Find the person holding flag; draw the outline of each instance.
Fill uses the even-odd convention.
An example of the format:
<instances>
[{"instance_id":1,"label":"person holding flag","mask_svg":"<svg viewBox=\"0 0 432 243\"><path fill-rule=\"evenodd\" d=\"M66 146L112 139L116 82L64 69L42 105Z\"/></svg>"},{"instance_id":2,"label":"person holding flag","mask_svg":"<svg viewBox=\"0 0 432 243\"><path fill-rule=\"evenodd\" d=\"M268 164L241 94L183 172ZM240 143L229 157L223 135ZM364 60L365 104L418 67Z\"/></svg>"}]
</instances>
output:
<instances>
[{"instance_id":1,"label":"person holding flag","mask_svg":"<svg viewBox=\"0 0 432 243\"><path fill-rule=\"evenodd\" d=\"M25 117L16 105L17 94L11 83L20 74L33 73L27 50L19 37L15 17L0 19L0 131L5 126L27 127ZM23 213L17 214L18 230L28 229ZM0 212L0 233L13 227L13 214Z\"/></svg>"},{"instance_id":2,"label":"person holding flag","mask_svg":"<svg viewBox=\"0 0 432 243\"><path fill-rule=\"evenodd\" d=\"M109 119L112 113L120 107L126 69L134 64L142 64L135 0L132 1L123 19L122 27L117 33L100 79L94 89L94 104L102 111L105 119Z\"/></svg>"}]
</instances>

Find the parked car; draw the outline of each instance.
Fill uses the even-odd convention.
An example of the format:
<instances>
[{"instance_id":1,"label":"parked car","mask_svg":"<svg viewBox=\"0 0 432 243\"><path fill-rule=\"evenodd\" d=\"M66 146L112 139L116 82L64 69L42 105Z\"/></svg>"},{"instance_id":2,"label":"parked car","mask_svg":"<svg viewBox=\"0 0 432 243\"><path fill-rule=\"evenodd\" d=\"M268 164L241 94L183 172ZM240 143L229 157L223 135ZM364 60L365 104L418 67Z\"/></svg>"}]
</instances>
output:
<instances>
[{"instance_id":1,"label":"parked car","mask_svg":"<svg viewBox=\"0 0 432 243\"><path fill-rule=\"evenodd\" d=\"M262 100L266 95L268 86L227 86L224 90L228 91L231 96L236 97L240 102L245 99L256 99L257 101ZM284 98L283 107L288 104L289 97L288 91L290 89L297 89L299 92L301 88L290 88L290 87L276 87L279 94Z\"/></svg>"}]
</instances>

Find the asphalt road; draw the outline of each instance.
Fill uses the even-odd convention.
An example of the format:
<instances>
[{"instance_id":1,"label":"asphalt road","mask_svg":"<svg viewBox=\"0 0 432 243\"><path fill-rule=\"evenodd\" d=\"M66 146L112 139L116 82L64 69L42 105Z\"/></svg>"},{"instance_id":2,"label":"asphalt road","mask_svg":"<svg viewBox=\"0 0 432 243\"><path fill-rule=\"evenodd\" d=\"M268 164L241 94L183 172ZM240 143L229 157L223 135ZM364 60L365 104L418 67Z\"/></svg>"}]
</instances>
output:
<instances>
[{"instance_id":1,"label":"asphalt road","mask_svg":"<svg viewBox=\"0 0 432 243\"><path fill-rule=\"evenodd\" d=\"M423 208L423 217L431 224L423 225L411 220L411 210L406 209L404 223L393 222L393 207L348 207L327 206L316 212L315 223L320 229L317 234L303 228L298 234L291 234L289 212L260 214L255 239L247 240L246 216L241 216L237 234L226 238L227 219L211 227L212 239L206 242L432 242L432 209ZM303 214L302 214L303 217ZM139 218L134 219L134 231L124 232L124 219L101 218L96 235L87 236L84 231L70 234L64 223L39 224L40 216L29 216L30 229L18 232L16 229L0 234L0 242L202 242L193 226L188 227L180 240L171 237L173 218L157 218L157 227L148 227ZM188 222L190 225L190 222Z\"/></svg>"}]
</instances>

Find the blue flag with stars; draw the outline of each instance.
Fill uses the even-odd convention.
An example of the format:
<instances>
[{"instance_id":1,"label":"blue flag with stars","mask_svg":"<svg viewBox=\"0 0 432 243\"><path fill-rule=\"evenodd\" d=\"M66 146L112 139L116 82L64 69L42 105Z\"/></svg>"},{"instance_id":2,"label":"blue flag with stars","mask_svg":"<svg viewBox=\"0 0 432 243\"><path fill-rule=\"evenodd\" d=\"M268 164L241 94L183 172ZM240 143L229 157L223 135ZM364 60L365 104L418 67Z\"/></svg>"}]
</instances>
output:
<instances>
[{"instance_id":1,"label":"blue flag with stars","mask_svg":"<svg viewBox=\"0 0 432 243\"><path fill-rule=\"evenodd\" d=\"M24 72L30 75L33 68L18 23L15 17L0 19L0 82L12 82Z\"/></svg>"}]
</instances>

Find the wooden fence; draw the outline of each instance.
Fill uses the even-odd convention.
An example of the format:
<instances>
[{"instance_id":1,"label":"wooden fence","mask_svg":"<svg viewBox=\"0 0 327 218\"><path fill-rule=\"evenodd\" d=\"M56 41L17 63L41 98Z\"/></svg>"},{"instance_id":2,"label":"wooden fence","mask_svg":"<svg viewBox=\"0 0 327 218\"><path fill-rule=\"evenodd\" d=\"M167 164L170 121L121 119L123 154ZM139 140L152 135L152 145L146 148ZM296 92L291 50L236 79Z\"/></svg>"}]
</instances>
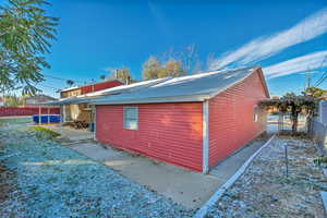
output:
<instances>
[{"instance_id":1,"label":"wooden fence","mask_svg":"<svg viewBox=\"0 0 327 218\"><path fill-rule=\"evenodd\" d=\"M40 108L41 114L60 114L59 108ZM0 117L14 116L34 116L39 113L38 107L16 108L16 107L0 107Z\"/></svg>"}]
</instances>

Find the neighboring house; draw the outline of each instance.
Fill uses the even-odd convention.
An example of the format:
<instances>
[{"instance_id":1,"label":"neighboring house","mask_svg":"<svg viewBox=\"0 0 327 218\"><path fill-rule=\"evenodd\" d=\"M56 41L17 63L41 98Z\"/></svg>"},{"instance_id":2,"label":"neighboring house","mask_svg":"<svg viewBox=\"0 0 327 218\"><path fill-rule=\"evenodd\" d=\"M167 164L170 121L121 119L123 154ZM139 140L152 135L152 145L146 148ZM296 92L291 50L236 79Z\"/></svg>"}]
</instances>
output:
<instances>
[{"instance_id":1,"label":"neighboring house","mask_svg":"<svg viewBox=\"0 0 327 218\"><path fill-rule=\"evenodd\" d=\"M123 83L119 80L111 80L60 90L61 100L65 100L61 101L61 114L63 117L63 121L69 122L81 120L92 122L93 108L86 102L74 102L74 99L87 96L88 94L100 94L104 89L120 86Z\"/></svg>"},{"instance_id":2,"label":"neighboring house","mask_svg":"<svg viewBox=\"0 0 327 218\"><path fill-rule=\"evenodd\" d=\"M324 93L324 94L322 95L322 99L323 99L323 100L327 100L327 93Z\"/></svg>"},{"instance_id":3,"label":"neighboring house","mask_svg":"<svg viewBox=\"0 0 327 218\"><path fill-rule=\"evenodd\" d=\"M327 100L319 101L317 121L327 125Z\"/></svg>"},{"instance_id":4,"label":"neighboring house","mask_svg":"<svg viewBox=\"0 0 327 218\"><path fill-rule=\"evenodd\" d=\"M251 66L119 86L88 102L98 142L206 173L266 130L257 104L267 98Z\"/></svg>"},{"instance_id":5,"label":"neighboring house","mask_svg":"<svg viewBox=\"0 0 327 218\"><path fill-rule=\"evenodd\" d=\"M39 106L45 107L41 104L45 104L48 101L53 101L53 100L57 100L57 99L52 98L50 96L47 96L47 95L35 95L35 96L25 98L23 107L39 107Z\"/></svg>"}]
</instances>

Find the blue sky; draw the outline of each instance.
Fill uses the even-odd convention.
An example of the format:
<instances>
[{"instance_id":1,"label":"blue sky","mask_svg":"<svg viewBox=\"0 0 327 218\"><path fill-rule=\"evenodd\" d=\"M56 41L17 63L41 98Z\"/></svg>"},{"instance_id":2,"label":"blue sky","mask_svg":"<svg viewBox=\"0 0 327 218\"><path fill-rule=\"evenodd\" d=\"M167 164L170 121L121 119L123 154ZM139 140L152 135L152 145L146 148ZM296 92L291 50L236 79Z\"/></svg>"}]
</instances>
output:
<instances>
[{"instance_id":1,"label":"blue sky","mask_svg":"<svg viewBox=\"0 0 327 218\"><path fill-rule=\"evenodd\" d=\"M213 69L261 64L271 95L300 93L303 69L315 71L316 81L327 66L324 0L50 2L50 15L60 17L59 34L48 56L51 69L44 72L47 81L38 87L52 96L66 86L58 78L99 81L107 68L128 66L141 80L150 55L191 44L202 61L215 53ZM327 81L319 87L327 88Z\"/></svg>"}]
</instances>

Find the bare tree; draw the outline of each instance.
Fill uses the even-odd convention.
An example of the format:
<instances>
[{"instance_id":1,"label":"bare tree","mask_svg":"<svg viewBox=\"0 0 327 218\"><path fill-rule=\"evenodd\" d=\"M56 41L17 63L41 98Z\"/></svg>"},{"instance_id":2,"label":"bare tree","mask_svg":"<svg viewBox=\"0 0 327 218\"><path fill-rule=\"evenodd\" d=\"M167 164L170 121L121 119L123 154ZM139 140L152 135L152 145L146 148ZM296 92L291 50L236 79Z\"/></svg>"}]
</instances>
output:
++++++
● **Requirements**
Output, unchanged, the lines from the line with "Find the bare" through the final line of the material.

● **Exercise solution**
Find the bare tree; draw the outline of each instance.
Fill uses the even-odd convention.
An example of the format:
<instances>
[{"instance_id":1,"label":"bare tree","mask_svg":"<svg viewBox=\"0 0 327 218\"><path fill-rule=\"evenodd\" d=\"M56 41L17 63L41 98Z\"/></svg>"},{"instance_id":2,"label":"bare tree","mask_svg":"<svg viewBox=\"0 0 327 218\"><path fill-rule=\"evenodd\" d=\"M167 164L170 121L121 119L123 154ZM139 140L152 135L152 145L146 148ZM296 92L291 50L236 79Z\"/></svg>"}]
</instances>
output:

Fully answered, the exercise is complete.